-- Start Supplied data --
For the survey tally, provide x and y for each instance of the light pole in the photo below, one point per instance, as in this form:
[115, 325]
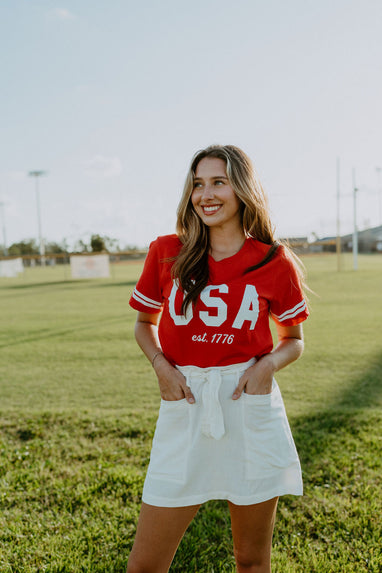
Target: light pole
[2, 205]
[338, 240]
[379, 193]
[36, 175]
[355, 230]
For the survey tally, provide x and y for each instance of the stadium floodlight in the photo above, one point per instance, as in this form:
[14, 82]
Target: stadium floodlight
[379, 193]
[5, 250]
[355, 228]
[37, 175]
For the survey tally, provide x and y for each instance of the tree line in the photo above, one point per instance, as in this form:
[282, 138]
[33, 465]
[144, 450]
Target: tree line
[97, 244]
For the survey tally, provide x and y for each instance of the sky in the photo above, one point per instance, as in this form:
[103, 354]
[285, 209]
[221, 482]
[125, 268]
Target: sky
[113, 98]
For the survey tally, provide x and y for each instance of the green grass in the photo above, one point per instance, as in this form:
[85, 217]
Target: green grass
[78, 404]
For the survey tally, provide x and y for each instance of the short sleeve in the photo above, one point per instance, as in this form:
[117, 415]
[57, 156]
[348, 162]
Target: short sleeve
[147, 295]
[288, 306]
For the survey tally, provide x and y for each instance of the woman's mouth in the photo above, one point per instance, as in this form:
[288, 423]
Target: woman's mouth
[210, 209]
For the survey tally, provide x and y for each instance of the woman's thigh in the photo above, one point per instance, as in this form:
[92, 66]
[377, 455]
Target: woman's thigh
[252, 531]
[159, 532]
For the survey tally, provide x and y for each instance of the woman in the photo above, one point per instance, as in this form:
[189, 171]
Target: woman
[204, 301]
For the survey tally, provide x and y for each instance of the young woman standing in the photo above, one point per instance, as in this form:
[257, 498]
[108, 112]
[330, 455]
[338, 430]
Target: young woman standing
[204, 301]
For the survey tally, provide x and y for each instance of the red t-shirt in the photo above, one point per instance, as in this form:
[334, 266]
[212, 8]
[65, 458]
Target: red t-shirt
[230, 321]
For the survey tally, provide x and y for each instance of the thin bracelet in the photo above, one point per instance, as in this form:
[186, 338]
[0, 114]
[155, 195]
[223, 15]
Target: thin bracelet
[155, 355]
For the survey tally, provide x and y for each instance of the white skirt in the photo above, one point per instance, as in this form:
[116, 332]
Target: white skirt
[218, 448]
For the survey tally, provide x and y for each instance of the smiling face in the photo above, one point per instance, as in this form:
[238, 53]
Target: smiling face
[213, 198]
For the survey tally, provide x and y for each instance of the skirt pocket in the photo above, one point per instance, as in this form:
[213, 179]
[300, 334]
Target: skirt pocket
[168, 459]
[268, 441]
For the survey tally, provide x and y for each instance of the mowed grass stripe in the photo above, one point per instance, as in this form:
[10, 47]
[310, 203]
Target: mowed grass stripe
[78, 404]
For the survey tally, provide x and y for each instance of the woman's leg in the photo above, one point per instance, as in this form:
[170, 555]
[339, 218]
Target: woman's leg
[252, 530]
[159, 532]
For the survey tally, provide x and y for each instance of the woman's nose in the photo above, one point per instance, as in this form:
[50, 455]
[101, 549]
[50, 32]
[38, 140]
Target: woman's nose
-- End Supplied data --
* **Task to carry out**
Reproduce only the lines between the line containing "of the skirt" and the last line of the records, those two lines included, exactly.

* **Task solution**
For the survey tally, provide x and y for each instance of the skirt pocket in the photo above, one point per instance, as in this form:
[213, 179]
[300, 334]
Target: skirt pocket
[168, 459]
[268, 441]
For the survey tally, provide x and y for each instance of the mowed grass stripe in the photo above, one point per instance, as in this form:
[10, 47]
[310, 203]
Target: mowed grass stripe
[78, 404]
For the survey tally, provide x and y for each instance of the woman's leg in the photo above, one point per instance, as in this form:
[170, 555]
[339, 218]
Target: woman's leg
[252, 530]
[159, 532]
For the survey tally, provide x and y for each instance of the woman's nose in the photo above, one point per instance, as in this form:
[50, 455]
[101, 549]
[50, 32]
[38, 140]
Target: woman's nose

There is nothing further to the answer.